═══ Records to process
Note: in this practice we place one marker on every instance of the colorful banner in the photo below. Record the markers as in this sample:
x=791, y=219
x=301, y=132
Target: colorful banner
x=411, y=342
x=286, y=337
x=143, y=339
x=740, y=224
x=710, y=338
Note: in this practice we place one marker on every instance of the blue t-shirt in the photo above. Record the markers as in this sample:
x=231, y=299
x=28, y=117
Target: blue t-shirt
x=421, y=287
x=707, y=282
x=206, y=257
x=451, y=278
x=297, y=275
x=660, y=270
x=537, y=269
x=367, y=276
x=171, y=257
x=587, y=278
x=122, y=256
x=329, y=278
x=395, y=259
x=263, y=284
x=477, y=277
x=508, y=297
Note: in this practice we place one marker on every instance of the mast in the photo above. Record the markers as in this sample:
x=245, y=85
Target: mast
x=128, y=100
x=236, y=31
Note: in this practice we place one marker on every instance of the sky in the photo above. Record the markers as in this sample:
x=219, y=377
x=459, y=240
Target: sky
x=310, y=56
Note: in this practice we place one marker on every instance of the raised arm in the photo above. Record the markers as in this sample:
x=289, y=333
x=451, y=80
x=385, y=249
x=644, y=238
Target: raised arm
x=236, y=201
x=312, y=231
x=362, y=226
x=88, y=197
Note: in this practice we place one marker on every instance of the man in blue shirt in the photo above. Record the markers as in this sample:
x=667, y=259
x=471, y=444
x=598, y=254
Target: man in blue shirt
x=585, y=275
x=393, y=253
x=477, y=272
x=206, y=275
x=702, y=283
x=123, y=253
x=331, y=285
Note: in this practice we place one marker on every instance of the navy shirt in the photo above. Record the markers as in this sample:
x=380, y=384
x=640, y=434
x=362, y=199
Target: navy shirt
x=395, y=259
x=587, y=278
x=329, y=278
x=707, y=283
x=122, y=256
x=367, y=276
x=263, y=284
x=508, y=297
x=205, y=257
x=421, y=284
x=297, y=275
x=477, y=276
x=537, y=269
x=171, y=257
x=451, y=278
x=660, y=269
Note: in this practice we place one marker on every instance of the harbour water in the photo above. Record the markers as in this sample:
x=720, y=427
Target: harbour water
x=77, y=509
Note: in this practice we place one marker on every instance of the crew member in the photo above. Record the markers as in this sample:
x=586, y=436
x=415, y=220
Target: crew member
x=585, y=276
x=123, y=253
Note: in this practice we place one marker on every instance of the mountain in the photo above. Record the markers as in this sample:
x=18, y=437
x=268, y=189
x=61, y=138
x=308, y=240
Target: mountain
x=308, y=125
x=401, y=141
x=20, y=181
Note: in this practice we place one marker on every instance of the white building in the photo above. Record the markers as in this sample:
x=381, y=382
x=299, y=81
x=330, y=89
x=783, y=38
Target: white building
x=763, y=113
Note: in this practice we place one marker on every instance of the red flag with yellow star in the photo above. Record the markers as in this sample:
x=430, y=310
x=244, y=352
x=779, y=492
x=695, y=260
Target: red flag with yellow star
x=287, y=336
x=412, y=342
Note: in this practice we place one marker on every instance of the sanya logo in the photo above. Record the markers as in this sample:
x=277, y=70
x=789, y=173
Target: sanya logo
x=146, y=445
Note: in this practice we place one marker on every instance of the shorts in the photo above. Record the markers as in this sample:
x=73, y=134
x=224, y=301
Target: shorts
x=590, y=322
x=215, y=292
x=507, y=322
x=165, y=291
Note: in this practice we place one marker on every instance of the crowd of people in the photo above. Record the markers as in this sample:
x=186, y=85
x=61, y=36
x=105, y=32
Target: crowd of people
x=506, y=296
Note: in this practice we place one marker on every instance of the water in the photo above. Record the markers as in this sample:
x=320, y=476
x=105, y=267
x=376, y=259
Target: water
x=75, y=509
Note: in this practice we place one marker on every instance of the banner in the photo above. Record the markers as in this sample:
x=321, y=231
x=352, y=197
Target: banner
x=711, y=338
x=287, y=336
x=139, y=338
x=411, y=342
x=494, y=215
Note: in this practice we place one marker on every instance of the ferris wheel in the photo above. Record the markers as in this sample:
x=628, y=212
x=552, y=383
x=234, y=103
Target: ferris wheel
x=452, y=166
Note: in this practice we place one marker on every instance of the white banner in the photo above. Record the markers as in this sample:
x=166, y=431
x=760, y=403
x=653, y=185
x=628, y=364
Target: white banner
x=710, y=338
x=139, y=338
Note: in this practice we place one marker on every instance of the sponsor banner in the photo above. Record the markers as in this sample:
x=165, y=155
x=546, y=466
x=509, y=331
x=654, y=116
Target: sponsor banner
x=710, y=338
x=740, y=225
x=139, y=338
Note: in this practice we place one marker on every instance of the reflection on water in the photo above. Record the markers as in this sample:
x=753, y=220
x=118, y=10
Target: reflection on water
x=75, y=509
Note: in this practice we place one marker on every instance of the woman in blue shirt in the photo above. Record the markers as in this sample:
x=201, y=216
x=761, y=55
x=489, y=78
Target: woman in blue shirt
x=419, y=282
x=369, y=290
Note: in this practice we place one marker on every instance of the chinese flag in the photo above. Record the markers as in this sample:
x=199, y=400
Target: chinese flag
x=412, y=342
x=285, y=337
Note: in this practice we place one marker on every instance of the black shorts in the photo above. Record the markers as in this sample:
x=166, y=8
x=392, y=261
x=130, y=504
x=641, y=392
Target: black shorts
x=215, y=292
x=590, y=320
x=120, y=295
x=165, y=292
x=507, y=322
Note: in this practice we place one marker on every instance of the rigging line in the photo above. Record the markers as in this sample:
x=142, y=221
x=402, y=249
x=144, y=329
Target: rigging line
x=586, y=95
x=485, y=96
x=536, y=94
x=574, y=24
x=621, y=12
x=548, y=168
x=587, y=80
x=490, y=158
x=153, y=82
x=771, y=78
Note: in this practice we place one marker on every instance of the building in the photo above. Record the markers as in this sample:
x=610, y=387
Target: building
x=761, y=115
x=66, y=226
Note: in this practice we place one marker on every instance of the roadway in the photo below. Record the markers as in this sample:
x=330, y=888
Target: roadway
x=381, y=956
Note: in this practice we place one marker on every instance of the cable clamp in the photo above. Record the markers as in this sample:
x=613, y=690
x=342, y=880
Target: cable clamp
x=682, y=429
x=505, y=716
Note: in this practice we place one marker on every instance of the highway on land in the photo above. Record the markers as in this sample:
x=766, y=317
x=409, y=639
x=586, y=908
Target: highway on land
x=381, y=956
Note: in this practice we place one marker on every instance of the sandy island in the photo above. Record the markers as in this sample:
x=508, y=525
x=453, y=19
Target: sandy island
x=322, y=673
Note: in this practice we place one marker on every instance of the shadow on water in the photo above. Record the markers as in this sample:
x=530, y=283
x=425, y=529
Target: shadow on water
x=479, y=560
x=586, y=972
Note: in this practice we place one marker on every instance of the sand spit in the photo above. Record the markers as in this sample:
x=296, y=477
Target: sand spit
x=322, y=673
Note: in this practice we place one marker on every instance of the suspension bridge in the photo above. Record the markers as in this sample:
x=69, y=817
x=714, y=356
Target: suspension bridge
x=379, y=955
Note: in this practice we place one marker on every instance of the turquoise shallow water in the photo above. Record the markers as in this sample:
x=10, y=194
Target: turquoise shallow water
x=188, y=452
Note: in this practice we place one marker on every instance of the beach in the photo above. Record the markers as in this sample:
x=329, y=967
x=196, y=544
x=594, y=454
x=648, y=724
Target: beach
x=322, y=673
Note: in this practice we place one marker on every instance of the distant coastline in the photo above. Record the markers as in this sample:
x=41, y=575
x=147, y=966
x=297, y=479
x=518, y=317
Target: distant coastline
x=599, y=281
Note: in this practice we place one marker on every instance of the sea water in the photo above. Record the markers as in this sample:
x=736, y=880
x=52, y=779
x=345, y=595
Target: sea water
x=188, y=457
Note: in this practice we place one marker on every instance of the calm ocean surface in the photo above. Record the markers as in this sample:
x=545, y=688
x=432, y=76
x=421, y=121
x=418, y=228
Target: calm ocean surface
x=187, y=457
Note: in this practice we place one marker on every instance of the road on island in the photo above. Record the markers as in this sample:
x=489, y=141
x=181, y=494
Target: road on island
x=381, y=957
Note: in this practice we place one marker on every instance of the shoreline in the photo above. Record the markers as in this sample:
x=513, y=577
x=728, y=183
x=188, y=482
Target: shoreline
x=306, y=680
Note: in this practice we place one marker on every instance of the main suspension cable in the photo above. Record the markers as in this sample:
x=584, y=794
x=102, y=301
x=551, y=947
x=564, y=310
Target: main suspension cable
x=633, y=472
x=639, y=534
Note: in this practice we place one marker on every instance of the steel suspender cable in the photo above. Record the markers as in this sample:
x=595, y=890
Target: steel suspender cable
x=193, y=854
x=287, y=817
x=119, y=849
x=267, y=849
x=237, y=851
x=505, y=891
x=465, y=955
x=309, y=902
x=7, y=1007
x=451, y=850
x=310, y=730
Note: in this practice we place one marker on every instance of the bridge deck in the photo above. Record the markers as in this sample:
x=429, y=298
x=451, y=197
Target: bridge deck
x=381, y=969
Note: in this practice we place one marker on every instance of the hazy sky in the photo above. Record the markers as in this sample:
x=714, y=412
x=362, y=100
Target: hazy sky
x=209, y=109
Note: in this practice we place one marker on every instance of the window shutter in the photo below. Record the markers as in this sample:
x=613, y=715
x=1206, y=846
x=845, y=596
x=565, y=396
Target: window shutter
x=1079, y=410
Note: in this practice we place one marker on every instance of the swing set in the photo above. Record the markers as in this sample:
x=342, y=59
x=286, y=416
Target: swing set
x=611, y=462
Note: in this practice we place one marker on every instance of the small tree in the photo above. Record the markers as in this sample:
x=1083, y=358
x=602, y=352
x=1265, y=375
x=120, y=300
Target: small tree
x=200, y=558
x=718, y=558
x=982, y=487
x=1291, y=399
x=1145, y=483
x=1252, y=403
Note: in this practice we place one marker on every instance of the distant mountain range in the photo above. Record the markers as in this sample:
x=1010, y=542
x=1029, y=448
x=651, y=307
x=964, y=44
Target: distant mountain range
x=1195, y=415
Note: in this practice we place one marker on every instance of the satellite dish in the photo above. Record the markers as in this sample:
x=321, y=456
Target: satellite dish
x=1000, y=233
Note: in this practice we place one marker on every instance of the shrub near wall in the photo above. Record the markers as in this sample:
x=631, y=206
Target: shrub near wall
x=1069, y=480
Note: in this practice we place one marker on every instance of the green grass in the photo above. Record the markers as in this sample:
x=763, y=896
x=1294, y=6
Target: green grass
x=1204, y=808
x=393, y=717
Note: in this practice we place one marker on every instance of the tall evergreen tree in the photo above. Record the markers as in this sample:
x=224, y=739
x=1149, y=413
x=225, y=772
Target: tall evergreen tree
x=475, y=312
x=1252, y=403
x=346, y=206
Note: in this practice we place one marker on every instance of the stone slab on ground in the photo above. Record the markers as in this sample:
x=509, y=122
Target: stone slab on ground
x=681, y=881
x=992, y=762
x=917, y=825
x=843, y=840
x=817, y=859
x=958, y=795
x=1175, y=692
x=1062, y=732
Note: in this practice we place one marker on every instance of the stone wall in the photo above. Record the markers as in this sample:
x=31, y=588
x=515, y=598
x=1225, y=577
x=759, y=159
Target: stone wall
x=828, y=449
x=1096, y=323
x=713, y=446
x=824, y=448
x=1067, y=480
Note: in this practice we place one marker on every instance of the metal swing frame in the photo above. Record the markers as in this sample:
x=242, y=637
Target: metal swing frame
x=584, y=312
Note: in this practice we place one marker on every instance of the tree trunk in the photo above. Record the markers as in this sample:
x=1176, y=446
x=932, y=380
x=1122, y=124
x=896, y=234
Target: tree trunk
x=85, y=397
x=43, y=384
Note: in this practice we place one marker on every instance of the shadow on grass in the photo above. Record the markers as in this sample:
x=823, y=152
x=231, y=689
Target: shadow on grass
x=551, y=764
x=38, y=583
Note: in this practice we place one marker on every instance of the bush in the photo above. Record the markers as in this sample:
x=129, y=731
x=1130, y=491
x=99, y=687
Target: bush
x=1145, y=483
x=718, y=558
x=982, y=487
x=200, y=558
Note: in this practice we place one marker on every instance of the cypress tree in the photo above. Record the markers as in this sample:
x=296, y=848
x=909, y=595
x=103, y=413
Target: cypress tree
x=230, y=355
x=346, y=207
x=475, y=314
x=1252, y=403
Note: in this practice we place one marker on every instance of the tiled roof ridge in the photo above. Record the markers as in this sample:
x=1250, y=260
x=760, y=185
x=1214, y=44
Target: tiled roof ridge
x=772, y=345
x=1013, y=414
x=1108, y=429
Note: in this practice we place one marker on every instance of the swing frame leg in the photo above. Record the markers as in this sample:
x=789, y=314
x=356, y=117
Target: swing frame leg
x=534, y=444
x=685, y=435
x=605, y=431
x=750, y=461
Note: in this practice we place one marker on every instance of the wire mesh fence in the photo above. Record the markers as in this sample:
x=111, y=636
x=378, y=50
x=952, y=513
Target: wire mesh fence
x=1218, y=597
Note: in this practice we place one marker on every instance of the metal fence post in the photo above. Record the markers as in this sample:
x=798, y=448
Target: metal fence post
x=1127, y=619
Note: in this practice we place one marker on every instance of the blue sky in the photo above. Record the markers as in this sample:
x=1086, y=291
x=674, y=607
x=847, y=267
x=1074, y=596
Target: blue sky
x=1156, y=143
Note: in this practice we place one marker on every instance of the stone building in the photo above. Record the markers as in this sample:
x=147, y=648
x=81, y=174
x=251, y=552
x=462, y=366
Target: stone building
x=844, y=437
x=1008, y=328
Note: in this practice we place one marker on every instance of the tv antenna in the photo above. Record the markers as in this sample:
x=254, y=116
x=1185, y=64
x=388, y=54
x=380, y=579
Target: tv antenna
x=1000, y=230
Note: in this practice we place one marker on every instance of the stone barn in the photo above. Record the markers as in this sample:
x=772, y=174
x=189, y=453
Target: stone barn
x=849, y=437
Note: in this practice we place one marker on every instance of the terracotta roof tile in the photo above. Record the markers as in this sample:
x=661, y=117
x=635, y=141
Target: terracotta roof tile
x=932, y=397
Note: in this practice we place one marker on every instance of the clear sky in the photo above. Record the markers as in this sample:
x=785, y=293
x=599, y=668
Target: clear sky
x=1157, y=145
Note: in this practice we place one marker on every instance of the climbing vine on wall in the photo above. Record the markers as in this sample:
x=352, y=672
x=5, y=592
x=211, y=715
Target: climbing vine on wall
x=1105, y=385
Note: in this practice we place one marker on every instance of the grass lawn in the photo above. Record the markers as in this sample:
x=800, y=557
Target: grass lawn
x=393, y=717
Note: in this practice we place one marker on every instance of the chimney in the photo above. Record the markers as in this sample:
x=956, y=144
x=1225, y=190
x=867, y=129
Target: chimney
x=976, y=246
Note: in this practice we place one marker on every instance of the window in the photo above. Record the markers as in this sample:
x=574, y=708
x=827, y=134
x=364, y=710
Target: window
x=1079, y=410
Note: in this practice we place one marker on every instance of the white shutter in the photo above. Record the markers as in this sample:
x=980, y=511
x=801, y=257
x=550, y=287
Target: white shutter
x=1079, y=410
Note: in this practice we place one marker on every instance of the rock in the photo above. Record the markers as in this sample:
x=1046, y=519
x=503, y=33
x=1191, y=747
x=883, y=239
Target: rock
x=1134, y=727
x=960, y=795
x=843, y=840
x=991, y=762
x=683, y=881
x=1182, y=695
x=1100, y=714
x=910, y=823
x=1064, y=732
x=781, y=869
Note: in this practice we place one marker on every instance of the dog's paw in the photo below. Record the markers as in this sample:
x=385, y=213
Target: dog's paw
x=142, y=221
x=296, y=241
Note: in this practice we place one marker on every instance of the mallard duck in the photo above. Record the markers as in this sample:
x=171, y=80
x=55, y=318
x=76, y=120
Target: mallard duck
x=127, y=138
══════
Please put the lines of the entries into a Markdown table with the columns "Row" and "Entry line", starting at the first line of the entries and ending at the line containing "x=331, y=285". Include both of those lines, number the rows in order, and leave out blank lines.

◆ **Exercise response**
| Row | Entry line |
|---|---|
| 1 | Note: in this practice we place one marker on every instance of the colorful banner in the photo below. Record the markers as in this sample: |
| 2 | x=791, y=219 |
| 3 | x=301, y=132 |
| 4 | Target: colorful banner |
| 5 | x=411, y=342 |
| 6 | x=286, y=337 |
| 7 | x=143, y=339 |
| 8 | x=740, y=224 |
| 9 | x=710, y=338 |
| 10 | Note: in this practice we place one marker on every instance of the blue t-shirt in the photo above. Record the markers as in this sample: |
| 11 | x=231, y=299 |
| 12 | x=28, y=117 |
| 13 | Target: blue t-shirt |
| 14 | x=421, y=287 |
| 15 | x=707, y=282 |
| 16 | x=206, y=257 |
| 17 | x=451, y=278 |
| 18 | x=297, y=275 |
| 19 | x=660, y=270 |
| 20 | x=537, y=269 |
| 21 | x=367, y=276 |
| 22 | x=171, y=257 |
| 23 | x=587, y=278 |
| 24 | x=122, y=256 |
| 25 | x=329, y=278 |
| 26 | x=395, y=259 |
| 27 | x=263, y=284 |
| 28 | x=477, y=277 |
| 29 | x=508, y=297 |
| 30 | Note: in this practice we place one marker on every instance of the mast in the photo above. Record the markers as in this sample: |
| 31 | x=245, y=85 |
| 32 | Target: mast |
| 33 | x=128, y=100 |
| 34 | x=236, y=31 |
| 35 | Note: in this practice we place one marker on every instance of the sky in the photo above. Record the markers as in this sample: |
| 36 | x=219, y=377 |
| 37 | x=459, y=240 |
| 38 | Target: sky |
| 39 | x=310, y=56 |
| 40 | Note: in this practice we place one marker on every instance of the raised arm in the photo above. Record the markers as in this sample: |
| 41 | x=289, y=333 |
| 42 | x=451, y=80 |
| 43 | x=385, y=249 |
| 44 | x=644, y=238 |
| 45 | Target: raised arm |
| 46 | x=236, y=201 |
| 47 | x=312, y=231 |
| 48 | x=362, y=226 |
| 49 | x=88, y=197 |
| 50 | Note: in this practice we place one marker on every instance of the man in blue shirt in the photo above. Record the markers as in this sample: |
| 51 | x=667, y=259 |
| 52 | x=471, y=444 |
| 53 | x=598, y=254 |
| 54 | Target: man in blue shirt |
| 55 | x=585, y=275 |
| 56 | x=393, y=253 |
| 57 | x=477, y=272 |
| 58 | x=206, y=275 |
| 59 | x=702, y=283 |
| 60 | x=123, y=253 |
| 61 | x=331, y=285 |